## Exercise details
Update the records starting at the beginning and ending at the line that contains "column 226, row 264", changing every "Mark" to "Locate" and keeping everything else the same. Write out those lines again without the pictures.

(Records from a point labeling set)
•••••

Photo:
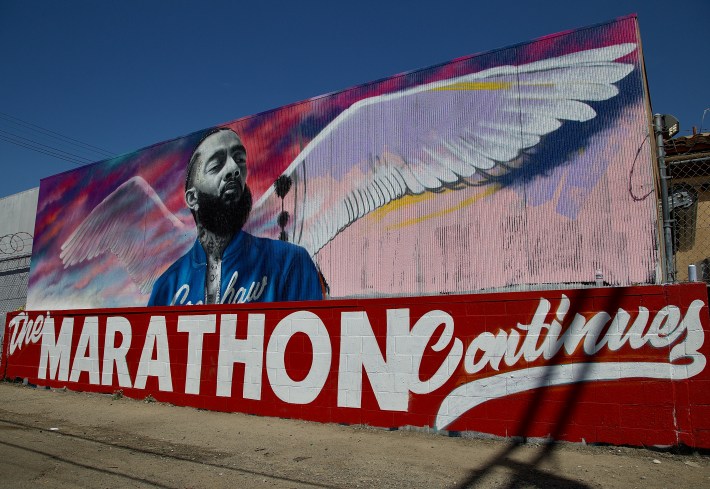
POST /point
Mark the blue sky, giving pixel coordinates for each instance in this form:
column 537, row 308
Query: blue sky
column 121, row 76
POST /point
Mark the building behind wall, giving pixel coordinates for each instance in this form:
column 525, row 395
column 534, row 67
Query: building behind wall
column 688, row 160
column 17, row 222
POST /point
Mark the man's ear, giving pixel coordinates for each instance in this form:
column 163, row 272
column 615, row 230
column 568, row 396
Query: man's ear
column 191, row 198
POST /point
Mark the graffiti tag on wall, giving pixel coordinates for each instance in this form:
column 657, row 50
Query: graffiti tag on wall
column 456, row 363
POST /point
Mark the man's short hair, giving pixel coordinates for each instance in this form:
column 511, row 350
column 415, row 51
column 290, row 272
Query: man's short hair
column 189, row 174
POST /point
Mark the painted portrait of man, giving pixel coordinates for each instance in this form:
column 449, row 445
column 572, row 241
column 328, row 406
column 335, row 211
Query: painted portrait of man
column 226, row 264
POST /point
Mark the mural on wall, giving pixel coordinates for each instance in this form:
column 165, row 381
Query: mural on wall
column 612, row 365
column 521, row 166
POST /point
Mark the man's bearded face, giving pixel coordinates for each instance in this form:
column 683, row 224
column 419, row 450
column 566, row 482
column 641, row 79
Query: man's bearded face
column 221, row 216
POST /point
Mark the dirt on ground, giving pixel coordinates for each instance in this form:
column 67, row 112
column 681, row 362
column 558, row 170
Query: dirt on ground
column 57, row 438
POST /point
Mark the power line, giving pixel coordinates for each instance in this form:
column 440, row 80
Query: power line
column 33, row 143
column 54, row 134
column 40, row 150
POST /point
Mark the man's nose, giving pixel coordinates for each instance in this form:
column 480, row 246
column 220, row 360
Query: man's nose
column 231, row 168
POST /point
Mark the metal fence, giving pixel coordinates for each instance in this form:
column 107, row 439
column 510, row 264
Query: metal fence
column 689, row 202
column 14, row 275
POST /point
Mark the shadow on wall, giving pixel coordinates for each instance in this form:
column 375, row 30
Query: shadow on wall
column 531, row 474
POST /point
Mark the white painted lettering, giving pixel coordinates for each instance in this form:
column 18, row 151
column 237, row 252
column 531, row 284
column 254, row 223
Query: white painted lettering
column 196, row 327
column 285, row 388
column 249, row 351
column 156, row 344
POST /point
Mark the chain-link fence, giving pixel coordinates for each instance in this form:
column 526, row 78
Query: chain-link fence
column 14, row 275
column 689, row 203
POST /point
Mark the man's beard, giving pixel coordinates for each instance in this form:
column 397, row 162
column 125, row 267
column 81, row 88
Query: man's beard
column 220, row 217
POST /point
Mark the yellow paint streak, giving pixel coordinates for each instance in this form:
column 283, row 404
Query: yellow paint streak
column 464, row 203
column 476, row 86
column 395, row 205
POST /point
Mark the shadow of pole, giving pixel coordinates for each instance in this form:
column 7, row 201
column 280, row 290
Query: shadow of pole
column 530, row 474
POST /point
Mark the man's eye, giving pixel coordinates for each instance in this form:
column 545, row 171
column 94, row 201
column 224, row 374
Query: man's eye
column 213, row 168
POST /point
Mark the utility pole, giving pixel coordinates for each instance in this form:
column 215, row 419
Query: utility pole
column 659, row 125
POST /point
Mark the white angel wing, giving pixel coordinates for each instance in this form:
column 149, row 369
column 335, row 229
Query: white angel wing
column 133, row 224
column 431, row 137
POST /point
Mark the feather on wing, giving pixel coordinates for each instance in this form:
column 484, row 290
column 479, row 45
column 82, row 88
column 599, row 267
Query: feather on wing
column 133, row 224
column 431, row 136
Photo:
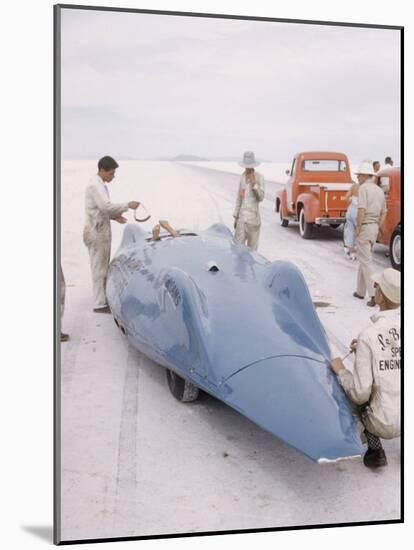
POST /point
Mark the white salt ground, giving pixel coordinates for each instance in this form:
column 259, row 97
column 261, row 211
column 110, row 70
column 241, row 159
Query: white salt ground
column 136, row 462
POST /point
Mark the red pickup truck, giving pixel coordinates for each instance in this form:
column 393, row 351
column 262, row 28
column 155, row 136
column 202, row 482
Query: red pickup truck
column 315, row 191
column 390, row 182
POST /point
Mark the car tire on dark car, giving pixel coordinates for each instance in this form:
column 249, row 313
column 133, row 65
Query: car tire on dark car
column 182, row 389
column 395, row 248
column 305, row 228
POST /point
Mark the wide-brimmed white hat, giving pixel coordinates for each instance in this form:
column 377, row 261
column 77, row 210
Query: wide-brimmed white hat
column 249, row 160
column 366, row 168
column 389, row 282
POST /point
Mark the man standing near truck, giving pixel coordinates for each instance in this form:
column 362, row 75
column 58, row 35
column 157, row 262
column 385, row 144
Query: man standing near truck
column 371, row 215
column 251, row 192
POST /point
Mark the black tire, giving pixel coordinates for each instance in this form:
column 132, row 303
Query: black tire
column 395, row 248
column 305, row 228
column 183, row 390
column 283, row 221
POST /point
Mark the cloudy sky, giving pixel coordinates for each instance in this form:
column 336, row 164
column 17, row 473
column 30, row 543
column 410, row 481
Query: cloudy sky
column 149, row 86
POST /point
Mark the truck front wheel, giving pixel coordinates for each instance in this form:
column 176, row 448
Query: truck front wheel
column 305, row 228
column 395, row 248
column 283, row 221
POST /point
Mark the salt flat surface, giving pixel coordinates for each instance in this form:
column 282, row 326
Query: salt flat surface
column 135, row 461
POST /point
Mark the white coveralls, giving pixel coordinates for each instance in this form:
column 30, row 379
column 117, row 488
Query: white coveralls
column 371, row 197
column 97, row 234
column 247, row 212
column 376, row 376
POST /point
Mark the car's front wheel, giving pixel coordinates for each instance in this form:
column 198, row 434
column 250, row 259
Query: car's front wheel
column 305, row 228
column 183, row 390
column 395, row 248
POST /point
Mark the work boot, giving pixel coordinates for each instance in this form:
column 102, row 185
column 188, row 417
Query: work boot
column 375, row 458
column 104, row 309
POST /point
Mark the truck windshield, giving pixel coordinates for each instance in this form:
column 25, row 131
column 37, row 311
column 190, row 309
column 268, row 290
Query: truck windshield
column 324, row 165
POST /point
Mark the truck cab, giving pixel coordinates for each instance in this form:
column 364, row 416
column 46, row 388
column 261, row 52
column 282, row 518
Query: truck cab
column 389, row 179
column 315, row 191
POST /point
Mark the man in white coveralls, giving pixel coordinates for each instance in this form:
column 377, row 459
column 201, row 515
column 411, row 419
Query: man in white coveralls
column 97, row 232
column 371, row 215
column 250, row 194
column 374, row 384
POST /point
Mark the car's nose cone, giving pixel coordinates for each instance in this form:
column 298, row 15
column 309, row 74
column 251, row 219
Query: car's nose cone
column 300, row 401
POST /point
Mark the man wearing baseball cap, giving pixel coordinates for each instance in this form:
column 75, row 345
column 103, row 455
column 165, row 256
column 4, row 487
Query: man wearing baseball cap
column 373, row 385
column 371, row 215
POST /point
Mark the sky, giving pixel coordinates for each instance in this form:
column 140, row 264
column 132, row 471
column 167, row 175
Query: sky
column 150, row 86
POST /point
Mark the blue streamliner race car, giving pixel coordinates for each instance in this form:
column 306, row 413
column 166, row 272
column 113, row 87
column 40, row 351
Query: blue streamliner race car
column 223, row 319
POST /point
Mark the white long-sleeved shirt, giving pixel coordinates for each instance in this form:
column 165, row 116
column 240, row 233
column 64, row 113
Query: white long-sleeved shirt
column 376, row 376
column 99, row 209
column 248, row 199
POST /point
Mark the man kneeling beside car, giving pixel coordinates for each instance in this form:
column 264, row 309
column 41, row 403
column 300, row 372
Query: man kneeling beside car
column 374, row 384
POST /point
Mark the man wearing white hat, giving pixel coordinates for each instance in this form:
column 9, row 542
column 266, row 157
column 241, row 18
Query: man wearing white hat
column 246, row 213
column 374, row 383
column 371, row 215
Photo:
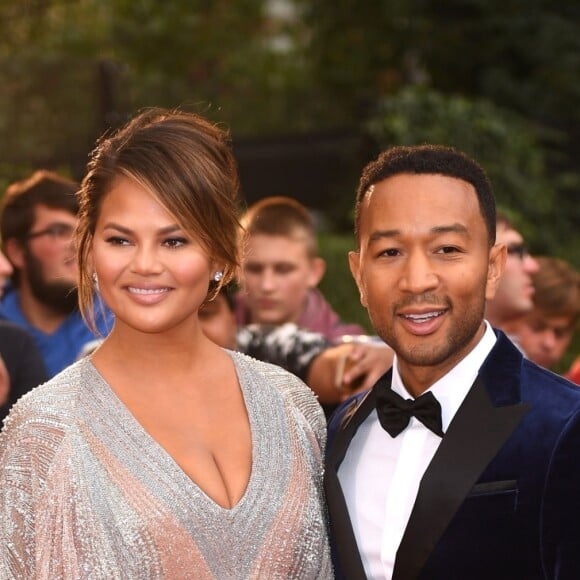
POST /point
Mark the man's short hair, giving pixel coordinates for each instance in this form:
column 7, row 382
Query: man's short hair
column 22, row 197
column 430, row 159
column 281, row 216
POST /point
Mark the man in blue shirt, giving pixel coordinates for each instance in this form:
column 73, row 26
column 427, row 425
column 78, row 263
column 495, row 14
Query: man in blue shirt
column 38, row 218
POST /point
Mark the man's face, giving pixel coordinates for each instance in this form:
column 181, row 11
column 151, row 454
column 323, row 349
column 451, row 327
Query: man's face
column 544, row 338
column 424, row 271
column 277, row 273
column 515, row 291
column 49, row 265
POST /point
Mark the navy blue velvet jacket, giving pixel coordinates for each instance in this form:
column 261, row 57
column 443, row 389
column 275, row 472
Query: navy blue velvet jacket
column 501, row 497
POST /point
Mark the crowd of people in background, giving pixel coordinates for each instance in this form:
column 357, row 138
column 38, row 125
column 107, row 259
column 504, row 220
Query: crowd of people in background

•••••

## Answer
Photo:
POST /point
Locate the blue sky, giving pixel coordinates for each instance in this form:
column 537, row 308
Query: blue sky
column 121, row 76
POST /point
Locate the building behind wall, giving pixel coordinates for each instance in this form:
column 525, row 395
column 534, row 67
Query: building behind wall
column 688, row 160
column 17, row 222
POST /point
Locate the man's ear, giving pixel coordinates for each instance in this form:
column 163, row 272
column 615, row 230
column 568, row 396
Query: man's ear
column 191, row 198
POST /point
Locate the graffiti tag on wall, giving pixel coordinates for each instance in this form:
column 657, row 50
Query: graffiti tag on wall
column 456, row 363
POST /point
Locate the man's short hair, giving pixel coordinates for each instance in this form:
column 511, row 350
column 415, row 51
column 290, row 272
Query: man's short hair
column 189, row 174
POST /point
Locate the painted portrait of man, giving pixel coordinates for each instance in this form:
column 449, row 445
column 572, row 241
column 328, row 406
column 335, row 211
Query: painted portrait of man
column 226, row 264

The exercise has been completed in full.